++++ SUPPLIED PASSAGE
ClickHouse and Supabase both down

This is the only total-loss window for new request logs: there is nowhere to queue a failed insert. Your application traffic is unaffected because the proxy still returns provider responses. The mitigation is to keep the two on independent providers (they already are) so a correlated outage is unlikely, and to run managed backups on both. There is no in-app queue that survives losing both stores at once; do not design new write paths that assume one is always available.

Scheduled jobs stop firing

Vercel's cron scheduler is known to silently drop short-interval jobs (as low as a few percent fire rate for */5 schedules). If the replay, self-monitor, or pending-deletion crons stop, backlogs build up with no error.

Detection: query how often each job actually ran in the last day.

SELECT job_name, count(*) AS runs, max(ran_at) AS last_run
FROM cron_job_runs
WHERE ran_at > now() - interval '24 hours'
GROUP BY job_name
ORDER BY runs;
sql

Compare the run counts to the schedule in apps/server/vercel.json. A job that is defined but missing from this list, or running far below its schedule, is being dropped.

Mitigation (defense in depth):

  • GitHub Actions re-fires the critical routes on a schedule (.github/workflows/cron-server.yml). GitHub also throttles short intervals, so this is a partial backstop, not a full replacement.
  • External heartbeat monitor is the reliable fix. Register a monitor (for example Better Stack) that calls the critical endpoints on a fixed interval with the Authorization: Bearer $CRON_SECRET header. Because it runs outside Vercel and GitHub, it is unaffected by their scheduler gaps and fires at close to 100%. Cover at least /cron/replay-fallback (3 min) and /cron/self-monitor (30 min).

Keep CRON_SECRET synchronized across the three schedulers (Vercel env, GitHub Actions secret, and the external monitor header) whenever it is rotated.

A background migration is stuck

Large backfills run as chunked background migrations with a Postgres advisory lock and a heartbeat, driven by /cron/run-background-migrations. If that cron stops firing (see above) the queue stalls with no error.

  1. Check the queue:
    SELECT name, status, progress_current, progress_total, last_heartbeat_at
    FROM background_migrations
    WHERE status IN ('pending', 'running')
    ORDER BY created_at;
    sql
  2. A row stuck in running with a stale last_heartbeat_at (older than a few minutes) means the worker died mid-chunk. The next cron tick reclaims the lock and resumes from where it left off, so the usual fix is simply to make the cron fire again.
++++++++
++++ EXTRACTED RECORDS
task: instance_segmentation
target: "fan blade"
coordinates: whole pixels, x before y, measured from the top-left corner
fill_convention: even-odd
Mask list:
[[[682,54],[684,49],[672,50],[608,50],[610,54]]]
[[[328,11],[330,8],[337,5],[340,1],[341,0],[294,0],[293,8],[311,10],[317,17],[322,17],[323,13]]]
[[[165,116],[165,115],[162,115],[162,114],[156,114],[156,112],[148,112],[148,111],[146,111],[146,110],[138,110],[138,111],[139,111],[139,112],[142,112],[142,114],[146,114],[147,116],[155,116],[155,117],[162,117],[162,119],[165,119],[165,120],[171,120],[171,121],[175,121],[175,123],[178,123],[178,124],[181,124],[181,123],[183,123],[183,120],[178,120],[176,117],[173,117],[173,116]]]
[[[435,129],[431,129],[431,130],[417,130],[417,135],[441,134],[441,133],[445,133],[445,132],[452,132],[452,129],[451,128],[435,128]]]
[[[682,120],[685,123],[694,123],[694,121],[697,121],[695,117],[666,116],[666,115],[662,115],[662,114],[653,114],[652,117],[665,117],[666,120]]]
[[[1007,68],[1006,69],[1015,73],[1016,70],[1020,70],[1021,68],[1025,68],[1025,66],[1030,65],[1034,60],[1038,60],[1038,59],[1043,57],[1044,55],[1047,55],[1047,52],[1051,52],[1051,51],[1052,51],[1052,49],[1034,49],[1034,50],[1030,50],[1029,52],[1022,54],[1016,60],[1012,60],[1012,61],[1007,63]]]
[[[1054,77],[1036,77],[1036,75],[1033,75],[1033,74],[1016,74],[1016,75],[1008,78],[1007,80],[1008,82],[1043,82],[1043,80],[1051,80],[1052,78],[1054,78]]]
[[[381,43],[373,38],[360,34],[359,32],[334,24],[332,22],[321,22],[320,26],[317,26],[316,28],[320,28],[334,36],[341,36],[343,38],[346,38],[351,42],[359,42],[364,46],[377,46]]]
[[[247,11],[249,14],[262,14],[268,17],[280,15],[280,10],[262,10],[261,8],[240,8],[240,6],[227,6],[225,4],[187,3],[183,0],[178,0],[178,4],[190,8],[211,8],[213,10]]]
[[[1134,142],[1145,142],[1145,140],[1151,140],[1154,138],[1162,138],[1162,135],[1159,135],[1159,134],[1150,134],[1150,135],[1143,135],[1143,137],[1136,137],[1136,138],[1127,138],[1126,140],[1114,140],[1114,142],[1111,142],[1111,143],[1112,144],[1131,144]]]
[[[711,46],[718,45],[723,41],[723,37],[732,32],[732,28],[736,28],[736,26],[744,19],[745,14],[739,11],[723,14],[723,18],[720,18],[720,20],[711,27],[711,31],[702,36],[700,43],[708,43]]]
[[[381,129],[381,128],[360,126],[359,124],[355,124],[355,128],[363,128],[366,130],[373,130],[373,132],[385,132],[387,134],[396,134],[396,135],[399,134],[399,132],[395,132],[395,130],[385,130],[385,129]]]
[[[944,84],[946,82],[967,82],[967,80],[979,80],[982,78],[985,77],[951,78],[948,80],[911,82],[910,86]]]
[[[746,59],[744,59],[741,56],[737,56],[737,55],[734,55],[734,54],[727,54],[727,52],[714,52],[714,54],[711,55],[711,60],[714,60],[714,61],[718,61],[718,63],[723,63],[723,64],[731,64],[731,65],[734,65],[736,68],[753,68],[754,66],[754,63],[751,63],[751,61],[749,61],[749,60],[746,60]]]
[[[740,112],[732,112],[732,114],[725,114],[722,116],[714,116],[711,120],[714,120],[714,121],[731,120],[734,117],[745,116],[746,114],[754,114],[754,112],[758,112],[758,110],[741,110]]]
++++++++
USING THE INFORMATION
1/ Copy out the runbook text between "ClickHouse and Supabase" and "up with no error.", inclusive.
2/ Answer from the runbook:
(a) Which table does the detection query for scheduled jobs read from?
(b) Which two endpoints should the external heartbeat monitor cover at a minimum, and at what intervals?
(c) Which route drives the chunked background migrations?
Rely solely on the runbook text and not on the records.

TASK-BY-TASK ANSWERS
1/
ClickHouse and Supabase both down

This is the only total-loss window for new request logs: there is nowhere to queue a failed insert. Your application traffic is unaffected because the proxy still returns provider responses. The mitigation is to keep the two on independent providers (they already are) so a correlated outage is unlikely, and to run managed backups on both. There is no in-app queue that survives losing both stores at once; do not design new write paths that assume one is always available.

Scheduled jobs stop firing

Vercel's cron scheduler is known to silently drop short-interval jobs (as low as a few percent fire rate for */5 schedules). If the replay, self-monitor, or pending-deletion crons stop, backlogs build up with no error.

2/
(a) cron_job_runs
(b) /cron/replay-fallback every 3 minutes and /cron/self-monitor every 30 minutes
(c) /cron/run-background-migrations